What is required: Reproduce the material below, substituting "Labeling request" for every occurrence of "Annotation task" and leaving everything else unchanged. Omit the pictures from the output.

Extracted information:
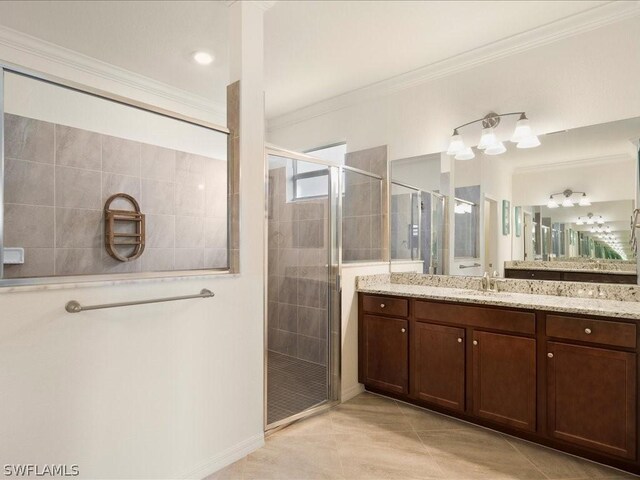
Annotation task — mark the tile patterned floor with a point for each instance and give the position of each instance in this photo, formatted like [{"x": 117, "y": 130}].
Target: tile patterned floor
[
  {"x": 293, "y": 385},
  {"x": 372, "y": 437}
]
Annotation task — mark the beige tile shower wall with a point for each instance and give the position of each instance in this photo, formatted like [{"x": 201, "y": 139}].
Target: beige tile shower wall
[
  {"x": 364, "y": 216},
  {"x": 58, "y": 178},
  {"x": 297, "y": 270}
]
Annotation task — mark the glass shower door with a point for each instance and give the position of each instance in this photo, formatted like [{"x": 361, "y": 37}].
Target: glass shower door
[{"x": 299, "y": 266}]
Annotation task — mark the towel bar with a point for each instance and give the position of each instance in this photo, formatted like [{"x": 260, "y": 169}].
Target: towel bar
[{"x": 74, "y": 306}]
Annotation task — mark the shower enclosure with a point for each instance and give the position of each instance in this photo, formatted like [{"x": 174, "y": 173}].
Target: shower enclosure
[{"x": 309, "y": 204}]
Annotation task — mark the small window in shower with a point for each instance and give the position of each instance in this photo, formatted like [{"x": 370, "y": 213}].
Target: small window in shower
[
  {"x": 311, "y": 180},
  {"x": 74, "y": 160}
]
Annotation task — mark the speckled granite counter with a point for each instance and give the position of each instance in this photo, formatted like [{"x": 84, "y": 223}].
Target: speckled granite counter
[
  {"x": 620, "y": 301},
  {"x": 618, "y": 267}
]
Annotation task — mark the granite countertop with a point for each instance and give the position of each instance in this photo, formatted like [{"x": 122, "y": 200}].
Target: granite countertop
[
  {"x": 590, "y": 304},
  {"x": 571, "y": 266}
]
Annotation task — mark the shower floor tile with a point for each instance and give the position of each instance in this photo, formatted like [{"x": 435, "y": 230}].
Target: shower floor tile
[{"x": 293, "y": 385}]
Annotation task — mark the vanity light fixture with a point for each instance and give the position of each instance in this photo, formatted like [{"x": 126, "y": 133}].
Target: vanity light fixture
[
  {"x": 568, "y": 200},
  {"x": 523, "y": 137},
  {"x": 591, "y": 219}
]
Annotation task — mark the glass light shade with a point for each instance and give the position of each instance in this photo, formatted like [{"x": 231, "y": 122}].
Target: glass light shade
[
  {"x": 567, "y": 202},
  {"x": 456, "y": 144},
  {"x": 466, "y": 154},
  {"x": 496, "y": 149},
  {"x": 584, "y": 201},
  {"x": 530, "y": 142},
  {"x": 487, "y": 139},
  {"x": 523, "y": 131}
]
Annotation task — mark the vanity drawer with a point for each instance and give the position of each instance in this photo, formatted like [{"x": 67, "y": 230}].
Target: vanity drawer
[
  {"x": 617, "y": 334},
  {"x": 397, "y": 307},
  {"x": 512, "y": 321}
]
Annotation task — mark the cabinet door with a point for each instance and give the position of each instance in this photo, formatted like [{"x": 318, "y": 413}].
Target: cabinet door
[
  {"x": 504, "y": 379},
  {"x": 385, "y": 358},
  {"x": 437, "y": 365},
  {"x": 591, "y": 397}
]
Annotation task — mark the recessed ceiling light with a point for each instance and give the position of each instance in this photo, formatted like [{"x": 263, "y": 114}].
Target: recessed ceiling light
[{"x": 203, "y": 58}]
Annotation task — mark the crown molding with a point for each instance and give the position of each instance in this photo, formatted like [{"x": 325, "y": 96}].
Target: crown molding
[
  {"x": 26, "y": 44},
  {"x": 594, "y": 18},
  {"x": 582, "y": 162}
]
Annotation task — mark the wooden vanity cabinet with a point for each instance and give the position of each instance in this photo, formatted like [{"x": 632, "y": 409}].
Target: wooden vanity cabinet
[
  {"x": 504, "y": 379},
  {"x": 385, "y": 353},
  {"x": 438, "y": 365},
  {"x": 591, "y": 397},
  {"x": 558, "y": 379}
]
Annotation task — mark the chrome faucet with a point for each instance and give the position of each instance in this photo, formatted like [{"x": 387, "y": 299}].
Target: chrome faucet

Final result:
Labeling request — mark the tile patterned floor with a point for each instance and give the position of each instance in this photo, formatted like [{"x": 117, "y": 130}].
Target: tile patterned floor
[
  {"x": 293, "y": 385},
  {"x": 372, "y": 437}
]
Labeling request — mark the beige tile shower wall with a point for each instance and give the position of each instance in this photo, formatted like [{"x": 201, "y": 139}].
Target: beige tile shower wall
[
  {"x": 364, "y": 216},
  {"x": 58, "y": 178},
  {"x": 297, "y": 270}
]
Labeling request — mark the glass shower door with a point for each instance and give the position of each instance in this photo, formatted like [{"x": 361, "y": 37}].
Target: glass shower door
[{"x": 299, "y": 266}]
Labeling request — mark the towel bar with a point for each instance and give the position of each instance in this photo, formatted like [{"x": 260, "y": 169}].
Target: towel bar
[{"x": 74, "y": 306}]
Labeling request — mark the shower enclosure with a point for each instance and give the position of each instance in this photo, formatted like [{"x": 174, "y": 173}].
Target: shower enclosure
[{"x": 309, "y": 204}]
Labeling request — mark the small window in shower with a point for each instance and give the position of each instance in this photo, formatted like [{"x": 370, "y": 213}].
Target: small window in shower
[
  {"x": 311, "y": 180},
  {"x": 74, "y": 160}
]
Labeling request — mark the speckled granite counter with a point for each instance and give the position of each instance in this photo, formatted like [{"x": 84, "y": 223}].
Target: speckled granite counter
[
  {"x": 620, "y": 301},
  {"x": 618, "y": 267}
]
Labeling request — mark the granite countertop with a point for each instance and give the position of each instance in this photo, formatted like [{"x": 122, "y": 200}].
Target: granite countertop
[
  {"x": 590, "y": 304},
  {"x": 571, "y": 266}
]
Labeling request — mark the shower floor tile with a point for each instance and give the position of each instance in this photo, formatted like [{"x": 435, "y": 230}].
Target: shower floor tile
[{"x": 293, "y": 385}]
Labeling request — mark the vanity light fixture with a point for each instance and give the position of each instance in this photo, formatted like [{"x": 126, "y": 133}].
Target: vanity light fixture
[
  {"x": 568, "y": 200},
  {"x": 523, "y": 137},
  {"x": 591, "y": 219}
]
Labeling request — mark the glass light shade with a point for each instance and give the position of each instance in this photo, formatted like [{"x": 231, "y": 122}].
Target: glass light shade
[
  {"x": 567, "y": 202},
  {"x": 456, "y": 144},
  {"x": 466, "y": 154},
  {"x": 496, "y": 149},
  {"x": 584, "y": 201},
  {"x": 530, "y": 142},
  {"x": 487, "y": 139},
  {"x": 523, "y": 131}
]
Labeling request — mark the vanity drawer with a point for each instance and give the position of each instance in this photo, formatted like [{"x": 67, "y": 230}].
Target: vanity drawer
[
  {"x": 617, "y": 334},
  {"x": 397, "y": 307},
  {"x": 512, "y": 321}
]
Labeling request — mark the cabinet door with a point for each instance and give the position of each instance in this photo, formatted like [{"x": 318, "y": 413}].
Target: cabinet door
[
  {"x": 504, "y": 379},
  {"x": 385, "y": 358},
  {"x": 437, "y": 365},
  {"x": 591, "y": 397}
]
Labeling request — mark the recessed ceiling light with a point for each instance and give the position of each instance in this photo, formatted like [{"x": 263, "y": 114}].
Target: recessed ceiling light
[{"x": 203, "y": 58}]
Labeling request — mark the crown molding with a point for each instance and give the position of each instance in this photo, formatted like [{"x": 325, "y": 96}].
Target: crown molding
[
  {"x": 26, "y": 44},
  {"x": 594, "y": 18},
  {"x": 582, "y": 162}
]
Labeling request — mark the wooden vanity cabinet with a point for each instance and give the position of each instance in this photo, formatted like [{"x": 632, "y": 409}].
Target: wooden vanity cabinet
[
  {"x": 504, "y": 379},
  {"x": 385, "y": 353},
  {"x": 438, "y": 365},
  {"x": 591, "y": 397},
  {"x": 558, "y": 379}
]
Labeling request — mark the chrome faucet with a point for each instance and give the position of each instance in this photo, formatted like [{"x": 387, "y": 299}].
Target: chrome faucet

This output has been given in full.